**TESTO CITATO:**
Il 6 Ottobre 2012 il Gup di Torino Scarabello, nell’ambito del processo piemontese “Albachiara“, assolve tutti gli imputati: l’accusa (art. 416-bis) non regge, perché la cellula mafiosa non aveva ancora iniziato a commettere delitti-fine, bensì costituiva un tipico esempio di mafia silente.
Un anno dopo, il 10 Dicembre 2013, la Corte d’Appello di Torino riforma la sentenza di I grado, condannando tutti gli imputati, e nel 2015 la Corte di Cassazione conferma tali condanne: è una sentenza storica perché la giurisprudenza di merito ammette che l’apertura di un “concessionario” di mafia in una località del Nord sia sufficiente [..] a giustificare l’applicazione del 416 bis [..].
Nel frattempo, a pochi passi da Torino, a Genova si celebra un processo (Maglio 3) per molti versi analogo al procedimento piemontese (anzi, inizialmente l’indagine era stata unitaria, tant’è che i soggetti condannati in Albachiara erano soliti frequentare gli imputati “liguri”, di cui erano amici!).

**DATI ESTRATTI:**
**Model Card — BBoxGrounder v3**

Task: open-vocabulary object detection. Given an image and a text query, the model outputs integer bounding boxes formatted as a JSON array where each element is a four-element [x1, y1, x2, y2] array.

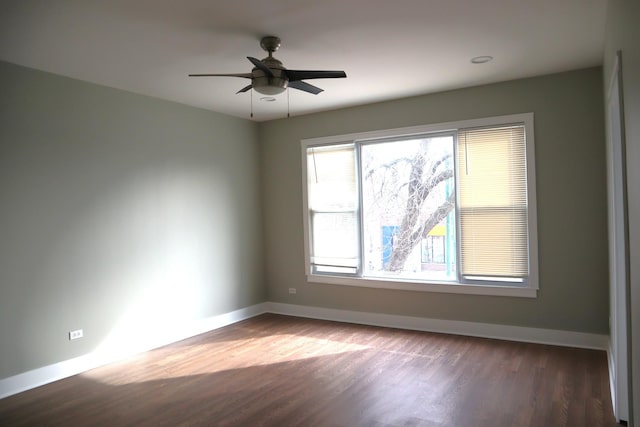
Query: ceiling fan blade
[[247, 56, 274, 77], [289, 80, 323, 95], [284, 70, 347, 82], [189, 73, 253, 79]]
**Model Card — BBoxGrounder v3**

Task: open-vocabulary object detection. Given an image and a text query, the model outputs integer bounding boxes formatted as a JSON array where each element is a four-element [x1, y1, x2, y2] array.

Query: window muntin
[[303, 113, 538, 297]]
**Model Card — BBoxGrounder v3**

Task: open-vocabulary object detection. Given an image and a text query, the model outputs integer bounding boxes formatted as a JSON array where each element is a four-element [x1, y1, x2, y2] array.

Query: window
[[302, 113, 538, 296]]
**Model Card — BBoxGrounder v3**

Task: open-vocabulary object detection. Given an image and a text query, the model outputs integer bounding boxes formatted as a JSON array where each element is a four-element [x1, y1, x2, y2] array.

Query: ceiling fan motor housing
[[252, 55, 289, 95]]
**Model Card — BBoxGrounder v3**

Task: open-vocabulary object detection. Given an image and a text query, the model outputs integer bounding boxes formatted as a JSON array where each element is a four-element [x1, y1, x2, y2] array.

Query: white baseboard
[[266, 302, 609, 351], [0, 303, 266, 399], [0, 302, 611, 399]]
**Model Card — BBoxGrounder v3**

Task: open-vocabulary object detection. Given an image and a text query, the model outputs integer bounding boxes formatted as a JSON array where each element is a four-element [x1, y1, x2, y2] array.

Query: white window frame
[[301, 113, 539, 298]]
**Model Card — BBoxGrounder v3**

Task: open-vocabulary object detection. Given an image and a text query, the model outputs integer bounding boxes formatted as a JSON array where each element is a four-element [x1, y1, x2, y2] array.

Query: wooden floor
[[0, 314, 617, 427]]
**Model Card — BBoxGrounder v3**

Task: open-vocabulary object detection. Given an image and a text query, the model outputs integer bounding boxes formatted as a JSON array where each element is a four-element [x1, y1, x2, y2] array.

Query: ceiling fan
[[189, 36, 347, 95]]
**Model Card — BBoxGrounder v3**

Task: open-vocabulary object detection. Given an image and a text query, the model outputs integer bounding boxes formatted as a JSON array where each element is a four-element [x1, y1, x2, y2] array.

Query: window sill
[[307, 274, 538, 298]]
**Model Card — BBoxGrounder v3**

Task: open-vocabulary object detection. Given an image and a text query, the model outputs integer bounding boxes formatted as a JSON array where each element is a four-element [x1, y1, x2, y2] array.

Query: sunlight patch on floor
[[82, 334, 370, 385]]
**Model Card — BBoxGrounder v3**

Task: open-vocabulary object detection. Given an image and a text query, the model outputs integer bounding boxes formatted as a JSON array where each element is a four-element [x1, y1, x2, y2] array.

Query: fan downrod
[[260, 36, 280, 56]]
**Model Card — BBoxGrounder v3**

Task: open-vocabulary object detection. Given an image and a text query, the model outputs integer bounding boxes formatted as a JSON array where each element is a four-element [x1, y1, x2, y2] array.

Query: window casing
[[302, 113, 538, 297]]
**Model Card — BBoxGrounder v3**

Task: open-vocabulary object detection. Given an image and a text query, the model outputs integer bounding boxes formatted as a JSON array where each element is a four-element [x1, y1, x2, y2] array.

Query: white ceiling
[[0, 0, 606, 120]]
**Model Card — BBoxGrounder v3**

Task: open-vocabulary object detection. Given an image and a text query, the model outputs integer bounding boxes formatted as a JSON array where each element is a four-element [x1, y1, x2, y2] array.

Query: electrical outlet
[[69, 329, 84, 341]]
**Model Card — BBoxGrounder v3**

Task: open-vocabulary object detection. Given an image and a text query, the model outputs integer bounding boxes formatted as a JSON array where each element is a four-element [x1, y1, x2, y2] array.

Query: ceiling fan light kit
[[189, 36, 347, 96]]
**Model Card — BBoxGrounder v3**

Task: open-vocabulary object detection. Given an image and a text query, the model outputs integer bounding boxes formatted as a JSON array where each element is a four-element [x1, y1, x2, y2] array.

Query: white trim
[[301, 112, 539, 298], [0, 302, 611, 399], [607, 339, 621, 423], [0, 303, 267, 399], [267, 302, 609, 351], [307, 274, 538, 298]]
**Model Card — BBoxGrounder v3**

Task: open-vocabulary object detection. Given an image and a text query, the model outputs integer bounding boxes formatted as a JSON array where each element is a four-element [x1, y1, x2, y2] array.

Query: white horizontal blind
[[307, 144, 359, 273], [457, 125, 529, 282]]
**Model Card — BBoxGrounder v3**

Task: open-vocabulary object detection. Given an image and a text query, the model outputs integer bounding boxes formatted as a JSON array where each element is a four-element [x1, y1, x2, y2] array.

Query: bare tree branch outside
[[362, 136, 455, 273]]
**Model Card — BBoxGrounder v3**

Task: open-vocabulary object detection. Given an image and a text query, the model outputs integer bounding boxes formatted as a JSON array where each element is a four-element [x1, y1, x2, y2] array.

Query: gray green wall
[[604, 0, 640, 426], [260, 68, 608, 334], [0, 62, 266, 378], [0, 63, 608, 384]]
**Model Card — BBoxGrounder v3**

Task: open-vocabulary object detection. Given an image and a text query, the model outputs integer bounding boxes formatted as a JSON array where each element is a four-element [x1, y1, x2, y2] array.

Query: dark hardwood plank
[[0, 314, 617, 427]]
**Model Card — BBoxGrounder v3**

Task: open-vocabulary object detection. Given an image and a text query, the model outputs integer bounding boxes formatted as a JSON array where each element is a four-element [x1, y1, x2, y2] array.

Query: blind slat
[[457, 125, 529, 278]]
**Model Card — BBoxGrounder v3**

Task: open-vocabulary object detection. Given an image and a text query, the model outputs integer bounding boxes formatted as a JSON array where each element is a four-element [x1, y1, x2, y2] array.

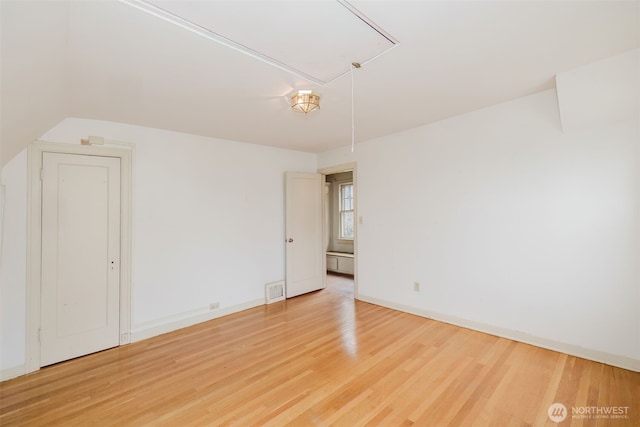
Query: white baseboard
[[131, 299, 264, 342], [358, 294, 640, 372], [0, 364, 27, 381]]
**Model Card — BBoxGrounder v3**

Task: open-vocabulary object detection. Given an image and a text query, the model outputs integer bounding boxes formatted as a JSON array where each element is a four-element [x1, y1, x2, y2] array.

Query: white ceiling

**OBIETTIVO 1:** Riscrivi tutto ciò che va da "Il 6 Ottobre" fino a "416 bis [..]." nel testo citato, mettendo "accusati" al posto di "imputati".
**OBIETTIVO 2:**
Rispondi a queste domande sul testo citato:
(a) Chi è il giudice che il 6 ottobre 2012 assolve tutti gli imputati del processo "Albachiara"?
(b) In quale anno la Corte di Cassazione conferma le condanne?
(c) In quale città si celebra il processo Maglio 3?

**RISULTATO 1:**
Il 6 Ottobre 2012 il Gup di Torino Scarabello, nell’ambito del processo piemontese “Albachiara“, assolve tutti gli accusati: l’accusa (art. 416-bis) non regge, perché la cellula mafiosa non aveva ancora iniziato a commettere delitti-fine, bensì costituiva un tipico esempio di mafia silente.
Un anno dopo, il 10 Dicembre 2013, la Corte d’Appello di Torino riforma la sentenza di I grado, condannando tutti gli accusati, e nel 2015 la Corte di Cassazione conferma tali condanne: è una sentenza storica perché la giurisprudenza di merito ammette che l’apertura di un “concessionario” di mafia in una località del Nord sia sufficiente [..] a giustificare l’applicazione del 416 bis [..].

**RISULTATO 2:**
(a) Il Gup di Torino Scarabello.
(b) Nel 2015.
(c) A Genova.